From the listing below, copy each line that holds "illustration".

============================================================

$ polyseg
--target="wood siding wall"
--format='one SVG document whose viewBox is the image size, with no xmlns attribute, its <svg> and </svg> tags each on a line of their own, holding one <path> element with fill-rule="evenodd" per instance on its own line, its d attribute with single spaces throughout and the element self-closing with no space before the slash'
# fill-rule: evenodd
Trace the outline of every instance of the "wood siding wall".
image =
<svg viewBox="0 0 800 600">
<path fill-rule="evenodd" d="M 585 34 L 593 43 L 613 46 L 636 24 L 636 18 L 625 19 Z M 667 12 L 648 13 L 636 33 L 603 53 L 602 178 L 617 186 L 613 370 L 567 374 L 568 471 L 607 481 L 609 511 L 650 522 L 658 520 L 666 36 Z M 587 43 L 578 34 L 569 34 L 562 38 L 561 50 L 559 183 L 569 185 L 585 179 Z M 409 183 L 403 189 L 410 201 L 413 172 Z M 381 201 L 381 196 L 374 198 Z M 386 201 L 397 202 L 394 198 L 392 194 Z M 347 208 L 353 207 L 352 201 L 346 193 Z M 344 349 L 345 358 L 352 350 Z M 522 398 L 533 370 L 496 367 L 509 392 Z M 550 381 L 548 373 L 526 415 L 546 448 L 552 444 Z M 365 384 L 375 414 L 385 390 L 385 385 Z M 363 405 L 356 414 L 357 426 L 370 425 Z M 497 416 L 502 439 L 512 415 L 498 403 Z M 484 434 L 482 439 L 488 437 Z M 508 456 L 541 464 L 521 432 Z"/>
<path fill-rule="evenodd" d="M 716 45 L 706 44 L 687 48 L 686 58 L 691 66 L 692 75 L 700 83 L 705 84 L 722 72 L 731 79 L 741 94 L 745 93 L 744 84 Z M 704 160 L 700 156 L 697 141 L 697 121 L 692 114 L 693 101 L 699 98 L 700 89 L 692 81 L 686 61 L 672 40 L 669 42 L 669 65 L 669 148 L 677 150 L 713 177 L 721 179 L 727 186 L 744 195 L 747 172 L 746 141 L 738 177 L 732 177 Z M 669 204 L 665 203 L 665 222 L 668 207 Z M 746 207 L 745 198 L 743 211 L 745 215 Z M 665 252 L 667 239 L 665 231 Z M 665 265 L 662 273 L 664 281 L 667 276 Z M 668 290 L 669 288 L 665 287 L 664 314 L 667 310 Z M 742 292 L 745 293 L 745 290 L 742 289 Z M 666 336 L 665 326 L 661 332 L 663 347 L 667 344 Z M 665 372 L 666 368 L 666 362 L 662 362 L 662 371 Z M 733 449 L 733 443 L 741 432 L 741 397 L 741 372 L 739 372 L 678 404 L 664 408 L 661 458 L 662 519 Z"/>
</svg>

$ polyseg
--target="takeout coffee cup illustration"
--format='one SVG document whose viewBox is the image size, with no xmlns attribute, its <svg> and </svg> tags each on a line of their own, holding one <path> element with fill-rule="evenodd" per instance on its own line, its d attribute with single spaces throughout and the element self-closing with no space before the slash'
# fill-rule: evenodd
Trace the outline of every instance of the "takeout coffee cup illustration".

============================================================

■ Your solution:
--target="takeout coffee cup illustration"
Trace the outline of every instance of the "takeout coffee cup illustration".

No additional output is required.